- _Exercices à traiter_:
A. Pouvez-vous résumer en deux phrases le texte sur les arrestations au Cameroun ?
B. Comment traduiriez-vous en anglais cette phrase du texte sur les arrestations au Cameroun : « Une semaine plus tôt, le 1er juin, environ 350 autres sympathisants du MRC avaient été arrêtés lors d’une marche similaire. » ?
C. Pouvez-vous reproduire à l'identique, dans le texte sur les arrestations au Cameroun, le passage allant de « Ce à quoi le » jusqu'à « René Emmanuel Sadi. » inclus ?

- _Document_:
◆ ◆ ◆ ◆ ◆ ◆ ◆

Alors que les principaux cadres du parti de Maurice Kamto ont été arrêtés et mis en prison à la suite de ces marches interdites par les autorités, les partisans du Mouvement pour la renaissance du Cameroun (MRC) poursuivent leur «plan de résistance». Samedi 8 juin, le camp de celui qui est considéré comme le principal opposant aujourd’hui au Président sortant au Cameroun a annoncé une centaine de nouvelles arrestations à l’issu de manifestations à nouveau étouffées par la police dans la capitale administrative du pays, Yaoundé.
«La dictature [de Paul Biya, ndlr] a militarisé toute la capitale. Arrestations dans les quartiers périphériques, rafles, délits de faciès, question d'étouffer dans l'œuf les marches pacifiques. Des centaines de soldats, policiers, miliciens en civil, outre de mouchards dans toute la ville», indique la page officielle du porte-parole du parti qui dresse le bilan des arrestations dans les rangs du MRC.

Ce à quoi le gouvernement de Yaoundé a aussitôt rétorqué, poursuivant sa guerre de l’information contre le MRC, quant au nombre et à la qualité des personnes arrêtées. Si le parti de Maurice Kamto affirme que les personnes arrêtées le 8 juin étaient des militants du MRC, le ministère camerounais de la Communication a opposé un démenti ferme:
«Tentatives de marches illégales au Cameroun: le 08/06/19 à Yaoundé. 66 individus ne se réclamant d’aucun parti politique, interpellés par la police: 43 libérés. 19 individus appréhendés par la gendarmerie: 11 libérés. Les autres le seront après les procédures d’usage», signale le compte Twitter du porte-parole du gouvernement, René Emmanuel Sadi.
Une semaine plus tôt, le 1er juin, environ 350 autres sympathisants du MRC avaient été arrêtés lors d’une marche similaire. Depuis, une centaine a été libérée mais le vice-président du MRC, Mamadou Mota, interpellé ce jour-là, n’a toujours pas été relâché, tout comme une centaine d’autres personnes.

◆ ◆ ◆ ◆ ◆ ◆ ◆

- _Données fournies_:
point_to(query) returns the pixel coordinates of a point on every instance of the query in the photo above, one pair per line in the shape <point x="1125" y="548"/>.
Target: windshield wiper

◆ ◆ ◆ ◆ ◆ ◆ ◆

- _Réponses par exercice_:
A. Malgré l'emprisonnement de ses principaux cadres, le MRC de Maurice Kamto poursuit son « plan de résistance » et a annoncé une centaine de nouvelles arrestations après des manifestations étouffées par la police à Yaoundé le 8 juin. Le ministère de la Communication a démenti qu'il s'agisse de militants du MRC, alors qu'environ 350 sympathisants du parti avaient déjà été arrêtés le 1er juin, dont le vice-président Mamadou Mota, toujours détenu.

B. A week earlier, on June 1, about 350 other MRC supporters had been arrested during a similar march.

C.
Ce à quoi le gouvernement de Yaoundé a aussitôt rétorqué, poursuivant sa guerre de l’information contre le MRC, quant au nombre et à la qualité des personnes arrêtées. Si le parti de Maurice Kamto affirme que les personnes arrêtées le 8 juin étaient des militants du MRC, le ministère camerounais de la Communication a opposé un démenti ferme:
«Tentatives de marches illégales au Cameroun: le 08/06/19 à Yaoundé. 66 individus ne se réclamant d’aucun parti politique, interpellés par la police: 43 libérés. 19 individus appréhendés par la gendarmerie: 11 libérés. Les autres le seront après les procédures d’usage», signale le compte Twitter du porte-parole du gouvernement, René Emmanuel Sadi.